[Stored items]
▬▬▬

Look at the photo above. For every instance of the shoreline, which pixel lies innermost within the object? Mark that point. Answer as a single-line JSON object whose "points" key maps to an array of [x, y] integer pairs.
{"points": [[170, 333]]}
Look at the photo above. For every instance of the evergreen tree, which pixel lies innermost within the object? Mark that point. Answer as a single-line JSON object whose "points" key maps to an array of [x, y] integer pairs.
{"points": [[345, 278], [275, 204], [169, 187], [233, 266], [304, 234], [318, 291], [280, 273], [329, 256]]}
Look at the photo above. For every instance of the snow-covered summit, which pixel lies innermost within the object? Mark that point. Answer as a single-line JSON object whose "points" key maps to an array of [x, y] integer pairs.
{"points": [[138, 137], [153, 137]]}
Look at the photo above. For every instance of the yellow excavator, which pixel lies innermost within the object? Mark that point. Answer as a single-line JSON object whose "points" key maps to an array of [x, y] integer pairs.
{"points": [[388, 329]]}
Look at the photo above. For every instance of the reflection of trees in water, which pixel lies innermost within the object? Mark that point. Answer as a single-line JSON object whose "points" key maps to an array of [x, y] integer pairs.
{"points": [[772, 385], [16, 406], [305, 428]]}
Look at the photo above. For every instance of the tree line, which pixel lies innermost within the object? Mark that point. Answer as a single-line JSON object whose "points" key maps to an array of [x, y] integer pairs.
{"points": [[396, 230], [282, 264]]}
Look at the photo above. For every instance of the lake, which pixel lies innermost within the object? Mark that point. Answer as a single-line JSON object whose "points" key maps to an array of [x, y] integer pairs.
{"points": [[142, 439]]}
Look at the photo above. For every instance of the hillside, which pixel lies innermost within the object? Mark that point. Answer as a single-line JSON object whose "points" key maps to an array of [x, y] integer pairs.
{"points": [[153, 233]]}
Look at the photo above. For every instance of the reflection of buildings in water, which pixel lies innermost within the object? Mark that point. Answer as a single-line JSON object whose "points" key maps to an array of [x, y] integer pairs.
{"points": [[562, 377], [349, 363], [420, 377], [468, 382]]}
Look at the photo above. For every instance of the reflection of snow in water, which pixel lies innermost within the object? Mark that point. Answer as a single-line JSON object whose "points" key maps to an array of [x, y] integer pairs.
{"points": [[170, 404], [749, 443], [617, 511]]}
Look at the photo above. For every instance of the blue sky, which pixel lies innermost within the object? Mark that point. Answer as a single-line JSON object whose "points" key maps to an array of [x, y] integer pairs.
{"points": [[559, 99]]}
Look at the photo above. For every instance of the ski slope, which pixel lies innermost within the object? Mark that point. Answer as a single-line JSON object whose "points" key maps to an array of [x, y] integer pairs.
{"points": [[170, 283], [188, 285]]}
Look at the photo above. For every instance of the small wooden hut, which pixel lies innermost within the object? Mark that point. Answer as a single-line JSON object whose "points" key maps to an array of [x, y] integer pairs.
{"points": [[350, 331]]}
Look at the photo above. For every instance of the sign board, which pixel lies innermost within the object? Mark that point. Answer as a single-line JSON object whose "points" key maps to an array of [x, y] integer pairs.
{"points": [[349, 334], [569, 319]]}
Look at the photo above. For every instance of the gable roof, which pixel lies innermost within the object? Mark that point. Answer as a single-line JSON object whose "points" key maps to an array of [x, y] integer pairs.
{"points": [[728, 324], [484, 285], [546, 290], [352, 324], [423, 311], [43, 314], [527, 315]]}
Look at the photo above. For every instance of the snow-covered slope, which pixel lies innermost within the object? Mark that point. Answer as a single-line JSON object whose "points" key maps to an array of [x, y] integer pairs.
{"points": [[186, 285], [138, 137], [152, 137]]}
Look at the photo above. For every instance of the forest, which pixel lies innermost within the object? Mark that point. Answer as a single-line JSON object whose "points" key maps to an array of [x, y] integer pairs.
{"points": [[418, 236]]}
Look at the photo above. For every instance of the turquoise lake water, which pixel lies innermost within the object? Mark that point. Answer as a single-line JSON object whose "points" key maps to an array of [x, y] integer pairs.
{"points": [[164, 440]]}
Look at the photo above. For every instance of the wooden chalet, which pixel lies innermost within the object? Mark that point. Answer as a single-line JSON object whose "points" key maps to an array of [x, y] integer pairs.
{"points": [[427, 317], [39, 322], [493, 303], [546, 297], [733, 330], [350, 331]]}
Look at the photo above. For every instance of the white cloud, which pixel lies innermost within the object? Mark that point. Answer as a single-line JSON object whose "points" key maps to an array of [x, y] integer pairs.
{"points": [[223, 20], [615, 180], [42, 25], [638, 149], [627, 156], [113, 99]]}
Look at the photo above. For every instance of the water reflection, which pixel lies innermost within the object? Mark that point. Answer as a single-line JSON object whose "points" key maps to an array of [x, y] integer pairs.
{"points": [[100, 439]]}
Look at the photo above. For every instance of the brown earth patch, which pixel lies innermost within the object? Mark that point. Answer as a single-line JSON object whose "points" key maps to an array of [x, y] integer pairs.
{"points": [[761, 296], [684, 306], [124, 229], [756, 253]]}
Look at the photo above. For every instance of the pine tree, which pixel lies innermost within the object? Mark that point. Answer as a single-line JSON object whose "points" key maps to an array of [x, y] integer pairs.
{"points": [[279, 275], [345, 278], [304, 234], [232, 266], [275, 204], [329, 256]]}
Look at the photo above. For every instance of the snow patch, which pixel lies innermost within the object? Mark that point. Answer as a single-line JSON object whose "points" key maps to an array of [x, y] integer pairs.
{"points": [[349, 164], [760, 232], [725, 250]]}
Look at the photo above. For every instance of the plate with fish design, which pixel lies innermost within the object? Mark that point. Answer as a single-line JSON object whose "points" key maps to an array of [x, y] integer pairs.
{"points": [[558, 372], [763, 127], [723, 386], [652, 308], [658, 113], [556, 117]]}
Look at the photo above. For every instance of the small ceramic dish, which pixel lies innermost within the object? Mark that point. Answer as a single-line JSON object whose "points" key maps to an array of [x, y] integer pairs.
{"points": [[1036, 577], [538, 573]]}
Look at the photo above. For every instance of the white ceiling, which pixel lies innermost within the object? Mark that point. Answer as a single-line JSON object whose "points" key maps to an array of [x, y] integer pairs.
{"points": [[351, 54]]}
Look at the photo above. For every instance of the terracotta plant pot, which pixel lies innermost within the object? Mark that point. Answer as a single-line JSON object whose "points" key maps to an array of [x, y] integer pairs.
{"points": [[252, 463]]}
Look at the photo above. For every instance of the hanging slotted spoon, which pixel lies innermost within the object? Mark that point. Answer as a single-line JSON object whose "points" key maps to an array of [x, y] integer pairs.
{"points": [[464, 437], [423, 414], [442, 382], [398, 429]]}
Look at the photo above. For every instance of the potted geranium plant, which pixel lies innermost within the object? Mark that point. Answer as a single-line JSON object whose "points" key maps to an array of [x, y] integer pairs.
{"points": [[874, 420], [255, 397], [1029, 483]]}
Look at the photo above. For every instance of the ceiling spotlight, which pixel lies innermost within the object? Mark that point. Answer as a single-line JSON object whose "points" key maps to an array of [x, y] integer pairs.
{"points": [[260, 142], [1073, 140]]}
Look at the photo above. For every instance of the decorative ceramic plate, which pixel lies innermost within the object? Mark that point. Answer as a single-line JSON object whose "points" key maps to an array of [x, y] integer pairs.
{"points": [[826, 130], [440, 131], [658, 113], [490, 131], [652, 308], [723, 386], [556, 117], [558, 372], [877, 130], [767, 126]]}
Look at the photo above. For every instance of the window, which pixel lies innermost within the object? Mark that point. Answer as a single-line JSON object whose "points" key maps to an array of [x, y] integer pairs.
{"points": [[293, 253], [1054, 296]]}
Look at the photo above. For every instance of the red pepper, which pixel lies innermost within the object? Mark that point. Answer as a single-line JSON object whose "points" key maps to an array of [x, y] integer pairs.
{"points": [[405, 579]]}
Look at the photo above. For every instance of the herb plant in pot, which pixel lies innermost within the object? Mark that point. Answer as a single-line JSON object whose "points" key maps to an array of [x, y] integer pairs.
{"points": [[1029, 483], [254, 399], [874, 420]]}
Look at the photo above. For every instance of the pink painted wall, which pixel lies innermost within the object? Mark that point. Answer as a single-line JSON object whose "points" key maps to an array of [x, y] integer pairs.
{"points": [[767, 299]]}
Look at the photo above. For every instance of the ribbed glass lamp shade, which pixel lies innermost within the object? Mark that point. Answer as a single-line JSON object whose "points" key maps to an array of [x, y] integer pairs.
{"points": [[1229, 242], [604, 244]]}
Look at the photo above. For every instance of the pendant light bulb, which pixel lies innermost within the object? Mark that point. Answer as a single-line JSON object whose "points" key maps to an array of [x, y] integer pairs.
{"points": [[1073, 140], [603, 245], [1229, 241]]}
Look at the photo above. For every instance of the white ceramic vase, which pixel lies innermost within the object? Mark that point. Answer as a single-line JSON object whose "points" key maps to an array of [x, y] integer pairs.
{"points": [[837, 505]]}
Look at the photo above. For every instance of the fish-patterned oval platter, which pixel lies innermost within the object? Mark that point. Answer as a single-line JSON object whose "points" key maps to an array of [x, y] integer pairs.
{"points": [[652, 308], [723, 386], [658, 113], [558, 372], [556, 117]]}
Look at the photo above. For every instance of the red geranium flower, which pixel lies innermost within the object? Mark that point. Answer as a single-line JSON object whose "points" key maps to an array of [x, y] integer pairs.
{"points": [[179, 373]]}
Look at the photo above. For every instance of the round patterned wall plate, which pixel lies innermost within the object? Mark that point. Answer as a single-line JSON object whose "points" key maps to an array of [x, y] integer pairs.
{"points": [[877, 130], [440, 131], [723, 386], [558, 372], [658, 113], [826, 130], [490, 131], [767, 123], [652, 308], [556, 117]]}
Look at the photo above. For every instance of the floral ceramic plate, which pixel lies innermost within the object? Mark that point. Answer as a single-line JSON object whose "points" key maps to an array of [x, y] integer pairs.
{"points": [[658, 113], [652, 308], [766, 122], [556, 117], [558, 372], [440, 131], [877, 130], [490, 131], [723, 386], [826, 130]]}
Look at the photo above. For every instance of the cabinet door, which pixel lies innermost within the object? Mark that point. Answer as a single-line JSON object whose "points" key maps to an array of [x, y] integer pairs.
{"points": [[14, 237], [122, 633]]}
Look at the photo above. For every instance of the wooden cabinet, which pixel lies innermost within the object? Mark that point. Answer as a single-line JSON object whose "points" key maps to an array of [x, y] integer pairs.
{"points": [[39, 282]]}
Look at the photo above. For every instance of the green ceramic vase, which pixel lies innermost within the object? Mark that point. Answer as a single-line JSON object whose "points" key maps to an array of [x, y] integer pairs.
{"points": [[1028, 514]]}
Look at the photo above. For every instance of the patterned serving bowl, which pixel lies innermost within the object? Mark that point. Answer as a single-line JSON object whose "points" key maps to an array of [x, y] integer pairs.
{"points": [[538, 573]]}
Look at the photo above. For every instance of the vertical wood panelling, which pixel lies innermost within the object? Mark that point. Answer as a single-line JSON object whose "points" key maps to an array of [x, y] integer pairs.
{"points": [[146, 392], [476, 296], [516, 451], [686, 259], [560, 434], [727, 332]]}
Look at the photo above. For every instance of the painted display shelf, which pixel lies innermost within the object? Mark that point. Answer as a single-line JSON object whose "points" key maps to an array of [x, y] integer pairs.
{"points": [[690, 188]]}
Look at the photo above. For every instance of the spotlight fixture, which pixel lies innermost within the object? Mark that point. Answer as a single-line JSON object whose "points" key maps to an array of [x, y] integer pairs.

▬▬▬

Beginning with the line that contains "Look at the photo above. For every instance of the painted", restate word for word each line through the last one in the data, and write nothing more.

Look at the photo above. For every instance of the painted display shelf, which pixel lies innermost within the object? Mark that point. Answer as a single-line JSON object whose "points" key maps to an array of [x, y] integer pairs.
{"points": [[690, 188]]}
Look at the photo above. For every instance of the spotlight fixture, which pixel lies innermost within the object? Mark that point. Answer as a single-line JSON object whose "points" key maps to an array of [x, y] integer pairs.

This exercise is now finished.